### Material for this task
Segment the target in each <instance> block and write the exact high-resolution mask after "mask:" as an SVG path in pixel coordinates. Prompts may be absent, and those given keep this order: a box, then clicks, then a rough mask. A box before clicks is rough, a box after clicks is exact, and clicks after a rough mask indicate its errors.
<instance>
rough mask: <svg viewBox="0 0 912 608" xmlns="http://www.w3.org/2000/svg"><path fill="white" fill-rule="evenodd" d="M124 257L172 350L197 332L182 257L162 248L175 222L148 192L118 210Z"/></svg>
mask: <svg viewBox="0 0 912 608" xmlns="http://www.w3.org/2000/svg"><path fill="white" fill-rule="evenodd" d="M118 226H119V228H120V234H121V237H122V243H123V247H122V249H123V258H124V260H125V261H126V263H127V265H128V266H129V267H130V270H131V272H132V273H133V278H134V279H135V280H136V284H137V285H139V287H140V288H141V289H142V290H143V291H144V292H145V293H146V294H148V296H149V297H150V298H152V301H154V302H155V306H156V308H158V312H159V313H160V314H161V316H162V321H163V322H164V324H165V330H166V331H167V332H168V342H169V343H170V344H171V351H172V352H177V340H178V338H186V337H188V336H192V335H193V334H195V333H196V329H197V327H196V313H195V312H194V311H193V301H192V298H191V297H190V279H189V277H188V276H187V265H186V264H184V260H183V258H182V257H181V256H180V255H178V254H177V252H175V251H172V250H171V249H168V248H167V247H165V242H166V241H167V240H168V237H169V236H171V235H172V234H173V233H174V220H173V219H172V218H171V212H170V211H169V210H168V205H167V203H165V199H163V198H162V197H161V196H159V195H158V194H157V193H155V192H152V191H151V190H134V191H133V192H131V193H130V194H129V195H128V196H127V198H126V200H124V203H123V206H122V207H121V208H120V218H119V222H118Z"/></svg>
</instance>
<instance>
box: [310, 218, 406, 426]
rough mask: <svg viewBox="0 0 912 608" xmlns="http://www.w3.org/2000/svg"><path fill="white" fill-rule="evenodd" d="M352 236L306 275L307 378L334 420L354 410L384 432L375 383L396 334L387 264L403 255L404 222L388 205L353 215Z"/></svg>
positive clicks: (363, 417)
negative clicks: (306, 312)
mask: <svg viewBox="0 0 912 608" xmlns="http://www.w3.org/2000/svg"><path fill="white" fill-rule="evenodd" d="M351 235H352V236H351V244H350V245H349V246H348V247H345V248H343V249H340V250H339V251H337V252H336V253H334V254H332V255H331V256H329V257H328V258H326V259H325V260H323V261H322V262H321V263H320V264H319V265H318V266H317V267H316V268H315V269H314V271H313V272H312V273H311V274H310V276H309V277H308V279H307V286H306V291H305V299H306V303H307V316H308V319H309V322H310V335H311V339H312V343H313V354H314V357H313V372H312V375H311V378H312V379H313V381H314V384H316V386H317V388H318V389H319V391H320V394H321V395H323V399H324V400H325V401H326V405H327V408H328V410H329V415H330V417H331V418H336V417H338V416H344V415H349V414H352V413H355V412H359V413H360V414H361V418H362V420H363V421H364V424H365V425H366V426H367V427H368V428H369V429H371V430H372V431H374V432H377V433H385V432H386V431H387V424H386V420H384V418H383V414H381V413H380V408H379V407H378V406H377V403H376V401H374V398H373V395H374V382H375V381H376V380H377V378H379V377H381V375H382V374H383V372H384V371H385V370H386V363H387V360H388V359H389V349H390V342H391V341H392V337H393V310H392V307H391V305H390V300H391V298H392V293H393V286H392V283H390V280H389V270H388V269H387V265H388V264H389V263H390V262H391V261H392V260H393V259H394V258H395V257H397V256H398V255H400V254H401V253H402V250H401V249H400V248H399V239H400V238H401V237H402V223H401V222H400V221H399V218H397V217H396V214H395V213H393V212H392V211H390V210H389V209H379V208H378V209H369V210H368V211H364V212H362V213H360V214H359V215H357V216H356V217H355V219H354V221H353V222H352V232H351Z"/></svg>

### What you have to do
Using the data above, count the lines that include "instance" and write the number alone.

### Solution to the exercise
4